Stored dataset items
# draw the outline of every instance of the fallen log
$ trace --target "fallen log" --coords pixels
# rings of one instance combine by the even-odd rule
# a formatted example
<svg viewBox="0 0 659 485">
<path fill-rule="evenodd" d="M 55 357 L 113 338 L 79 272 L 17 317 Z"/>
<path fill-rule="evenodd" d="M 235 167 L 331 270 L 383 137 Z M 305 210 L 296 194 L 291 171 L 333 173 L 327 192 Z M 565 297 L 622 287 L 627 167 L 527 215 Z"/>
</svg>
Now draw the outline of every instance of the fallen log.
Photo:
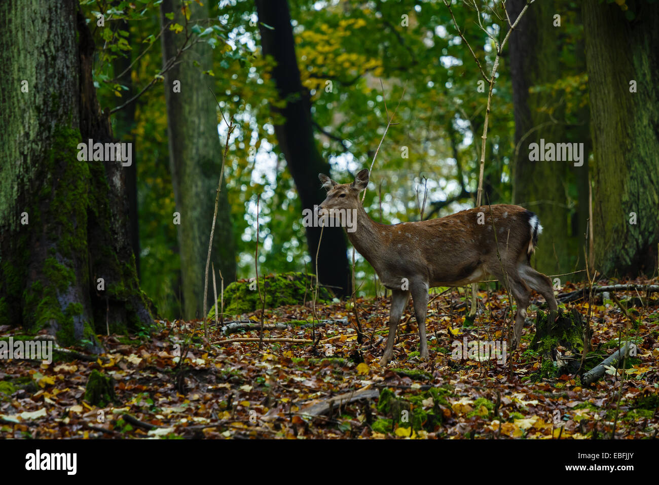
<svg viewBox="0 0 659 485">
<path fill-rule="evenodd" d="M 303 416 L 316 417 L 326 414 L 332 408 L 339 407 L 360 399 L 372 399 L 380 396 L 378 389 L 360 389 L 350 393 L 339 394 L 338 396 L 330 397 L 318 403 L 308 404 L 304 409 L 300 410 L 299 414 Z"/>
<path fill-rule="evenodd" d="M 316 323 L 316 327 L 325 327 L 326 325 L 331 324 L 343 324 L 347 325 L 348 319 L 346 318 L 340 319 L 328 319 L 328 320 L 321 320 L 319 322 Z M 291 326 L 290 323 L 287 323 L 285 322 L 277 322 L 275 323 L 267 323 L 263 325 L 264 330 L 286 330 L 289 327 Z M 301 325 L 295 325 L 295 328 L 299 329 L 306 329 L 310 327 L 313 327 L 314 324 L 312 323 L 304 323 Z M 228 335 L 230 333 L 234 333 L 235 332 L 239 332 L 241 330 L 260 330 L 261 324 L 256 323 L 255 322 L 250 321 L 249 320 L 241 321 L 233 321 L 227 323 L 224 325 L 221 330 L 222 333 L 225 335 Z"/>
<path fill-rule="evenodd" d="M 614 291 L 629 291 L 630 290 L 638 290 L 639 291 L 646 291 L 650 293 L 659 292 L 659 284 L 612 284 L 606 286 L 596 286 L 592 288 L 593 293 L 610 292 Z M 556 300 L 561 303 L 567 303 L 579 300 L 580 298 L 587 298 L 588 288 L 584 288 L 581 290 L 575 290 L 567 293 L 561 293 L 556 296 Z"/>
<path fill-rule="evenodd" d="M 223 340 L 214 342 L 212 345 L 221 345 L 223 344 L 232 344 L 234 342 L 260 342 L 261 340 L 258 337 L 242 337 L 236 339 L 225 339 Z M 264 342 L 289 342 L 293 344 L 312 344 L 314 341 L 308 339 L 264 339 Z"/>
<path fill-rule="evenodd" d="M 625 344 L 623 345 L 622 348 L 614 352 L 613 354 L 602 361 L 600 364 L 595 366 L 595 367 L 592 368 L 590 370 L 582 375 L 581 382 L 583 383 L 583 384 L 588 385 L 599 379 L 602 375 L 604 375 L 604 372 L 606 371 L 606 366 L 611 366 L 612 364 L 618 362 L 621 358 L 623 358 L 625 354 L 629 354 L 629 342 L 625 342 Z"/>
</svg>

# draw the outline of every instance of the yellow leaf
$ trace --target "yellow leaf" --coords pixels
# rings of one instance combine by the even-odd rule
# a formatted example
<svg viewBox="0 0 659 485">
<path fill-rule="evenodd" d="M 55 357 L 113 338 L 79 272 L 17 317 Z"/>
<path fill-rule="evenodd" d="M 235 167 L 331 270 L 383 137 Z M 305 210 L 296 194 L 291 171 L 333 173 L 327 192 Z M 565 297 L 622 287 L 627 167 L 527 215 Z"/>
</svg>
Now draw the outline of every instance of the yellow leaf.
<svg viewBox="0 0 659 485">
<path fill-rule="evenodd" d="M 399 428 L 396 430 L 396 436 L 403 436 L 404 437 L 409 437 L 414 439 L 416 437 L 416 434 L 414 432 L 414 430 L 412 427 L 409 428 Z"/>
<path fill-rule="evenodd" d="M 55 379 L 49 375 L 44 375 L 37 381 L 40 387 L 45 387 L 46 385 L 53 385 L 55 384 Z"/>
<path fill-rule="evenodd" d="M 358 374 L 368 374 L 370 372 L 370 368 L 368 367 L 368 364 L 362 362 L 358 366 L 357 366 L 357 373 Z"/>
</svg>

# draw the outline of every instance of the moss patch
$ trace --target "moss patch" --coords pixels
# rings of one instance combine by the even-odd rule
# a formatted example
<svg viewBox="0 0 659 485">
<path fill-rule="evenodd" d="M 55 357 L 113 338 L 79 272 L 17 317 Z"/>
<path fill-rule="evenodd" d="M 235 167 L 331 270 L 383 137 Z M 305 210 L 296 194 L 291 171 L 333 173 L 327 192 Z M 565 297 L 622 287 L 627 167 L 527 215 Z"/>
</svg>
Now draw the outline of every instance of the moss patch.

Directions — Please duplicate the lines above exactly, omitting the pictures from your copy.

Problem solution —
# draw the outline of every instance of the fallen log
$ trace --target "fallen log" --coords pixels
# rings of one instance combine by the even-odd rule
# a formatted example
<svg viewBox="0 0 659 485">
<path fill-rule="evenodd" d="M 55 357 L 113 338 L 79 272 L 17 317 Z"/>
<path fill-rule="evenodd" d="M 235 167 L 331 270 L 383 137 Z M 305 210 L 296 194 L 291 171 L 333 173 L 327 192 Z M 565 297 L 622 287 L 627 167 L 527 215 Z"/>
</svg>
Now draw the outline of every instance of the fallen log.
Photo:
<svg viewBox="0 0 659 485">
<path fill-rule="evenodd" d="M 303 416 L 316 417 L 326 414 L 332 408 L 339 407 L 360 399 L 372 399 L 380 396 L 378 389 L 360 389 L 350 393 L 339 394 L 338 396 L 330 397 L 318 403 L 308 404 L 304 409 L 300 410 L 299 414 Z"/>
<path fill-rule="evenodd" d="M 316 323 L 316 327 L 325 327 L 326 325 L 331 324 L 343 324 L 347 325 L 348 319 L 346 318 L 340 319 L 328 319 L 328 320 L 321 320 L 319 322 Z M 291 326 L 290 323 L 287 323 L 285 322 L 277 322 L 275 323 L 267 323 L 263 325 L 264 330 L 286 330 L 289 327 Z M 301 325 L 295 325 L 295 328 L 299 329 L 306 329 L 310 327 L 313 327 L 314 324 L 312 323 L 304 323 Z M 228 335 L 230 333 L 234 333 L 235 332 L 239 332 L 241 330 L 260 330 L 261 324 L 256 323 L 255 322 L 250 321 L 249 320 L 241 321 L 233 321 L 227 323 L 224 325 L 221 330 L 222 333 L 225 335 Z"/>
<path fill-rule="evenodd" d="M 614 291 L 629 291 L 630 290 L 638 290 L 639 291 L 646 291 L 650 293 L 659 292 L 659 284 L 612 284 L 606 286 L 596 286 L 592 288 L 593 293 L 610 292 Z M 556 300 L 561 303 L 567 303 L 579 300 L 580 298 L 587 298 L 588 288 L 584 288 L 581 290 L 575 290 L 567 293 L 561 293 L 556 296 Z"/>
<path fill-rule="evenodd" d="M 223 340 L 214 342 L 212 345 L 221 345 L 223 344 L 232 344 L 234 342 L 260 342 L 261 340 L 258 337 L 242 337 L 236 339 L 225 339 Z M 264 342 L 289 342 L 293 344 L 312 344 L 314 341 L 308 339 L 264 339 Z"/>
<path fill-rule="evenodd" d="M 625 344 L 623 345 L 622 348 L 614 352 L 613 354 L 602 361 L 600 364 L 595 366 L 595 367 L 592 368 L 590 370 L 582 375 L 581 382 L 583 383 L 583 384 L 588 385 L 599 379 L 602 375 L 604 375 L 604 372 L 606 371 L 606 366 L 611 366 L 612 364 L 618 362 L 621 358 L 623 358 L 625 354 L 629 354 L 629 342 L 625 342 Z"/>
</svg>

# draw the outline of every instance of the yellow leaf
$ trace --target "yellow leaf" --coords pixels
# rings of one instance combine by the even-odd rule
# a formatted example
<svg viewBox="0 0 659 485">
<path fill-rule="evenodd" d="M 55 357 L 113 338 L 79 272 L 17 317 Z"/>
<path fill-rule="evenodd" d="M 235 167 L 331 270 L 383 137 Z M 305 210 L 296 194 L 291 171 L 333 173 L 327 192 Z M 565 297 L 622 287 L 627 167 L 527 215 Z"/>
</svg>
Now draw the outline of every instance of the yellow leaf.
<svg viewBox="0 0 659 485">
<path fill-rule="evenodd" d="M 399 428 L 396 430 L 396 436 L 403 436 L 404 437 L 409 437 L 414 439 L 416 437 L 416 434 L 414 432 L 414 430 L 412 427 L 409 428 Z"/>
<path fill-rule="evenodd" d="M 55 379 L 49 375 L 44 375 L 37 381 L 40 387 L 45 387 L 46 385 L 53 385 L 55 384 Z"/>
<path fill-rule="evenodd" d="M 358 374 L 368 374 L 370 372 L 370 368 L 368 367 L 368 364 L 362 362 L 358 366 L 357 366 L 357 373 Z"/>
</svg>

# draw the outline of every instance of the moss patch
$ trace --target "moss patch" --coords pixels
# rings of one instance combine by the even-odd rule
# a formatted example
<svg viewBox="0 0 659 485">
<path fill-rule="evenodd" d="M 55 357 L 113 338 L 79 272 L 17 317 Z"/>
<path fill-rule="evenodd" d="M 235 167 L 331 270 L 383 137 Z M 305 210 L 296 194 L 291 171 L 333 173 L 327 192 Z M 565 297 L 622 287 L 627 167 L 527 215 Z"/>
</svg>
Now draw the outline of every instance of the moss patch.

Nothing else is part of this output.